** Start Listed records **

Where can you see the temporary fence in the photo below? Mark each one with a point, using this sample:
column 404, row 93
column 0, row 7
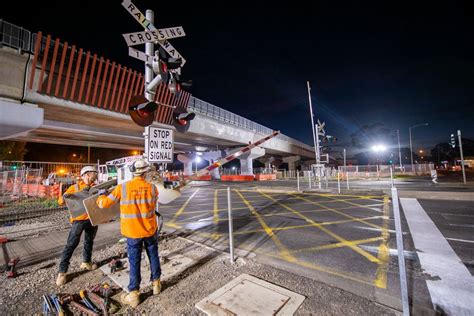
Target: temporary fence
column 62, row 169
column 19, row 184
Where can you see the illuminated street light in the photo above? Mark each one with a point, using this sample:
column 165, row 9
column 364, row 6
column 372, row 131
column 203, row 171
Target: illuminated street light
column 411, row 148
column 379, row 148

** End Listed records **

### Problem
Could you copy the records above word for word, leaving out the pictures?

### Complete output
Where can you see the temporary fence in the photo below? Mark each one with a point, using this sample:
column 404, row 93
column 0, row 7
Target: temporary fence
column 62, row 169
column 19, row 184
Where can you see the illuminated street light in the photo above? Mark each one with a point, using this sample:
column 165, row 9
column 364, row 6
column 372, row 131
column 203, row 171
Target: illuminated street light
column 411, row 148
column 379, row 148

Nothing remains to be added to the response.